- INSTRUCTIONS TO FOLLOW: Can you copy out every one of the records below, line for line, without changing anything?

[MATERIAL SUPPLIED start]

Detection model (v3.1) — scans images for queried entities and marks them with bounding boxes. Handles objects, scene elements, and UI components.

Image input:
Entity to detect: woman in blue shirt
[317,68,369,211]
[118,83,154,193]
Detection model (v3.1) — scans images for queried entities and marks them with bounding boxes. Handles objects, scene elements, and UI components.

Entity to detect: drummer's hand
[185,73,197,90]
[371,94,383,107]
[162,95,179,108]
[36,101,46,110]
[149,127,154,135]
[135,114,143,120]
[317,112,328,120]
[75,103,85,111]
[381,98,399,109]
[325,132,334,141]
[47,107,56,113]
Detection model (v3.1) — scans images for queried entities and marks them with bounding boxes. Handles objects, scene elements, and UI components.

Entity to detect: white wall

[MATERIAL SUPPLIED end]

- FULL RESPONSE:
Detection model (v3.1) — scans images for queried entities and marks them with bounding boxes. Handles objects, scene elements, and UI components.

Image input:
Entity to detect: woman in blue shirt
[317,68,369,211]
[118,83,154,193]
Detection model (v3.1) — scans images for queried entities and marks them with bounding boxes. Handles objects, scene elements, and UI components.

Entity to detect: drummer's hand
[185,73,197,90]
[371,94,383,107]
[162,95,179,108]
[36,101,46,110]
[149,127,154,135]
[135,114,143,120]
[317,112,328,120]
[75,103,85,111]
[381,98,399,109]
[325,132,334,141]
[47,107,56,113]
Detection model (v3.1) — scans images for queried entities and marks them with bounding boxes. Handles objects, scene elements, and UI components.

Entity to detect: white wall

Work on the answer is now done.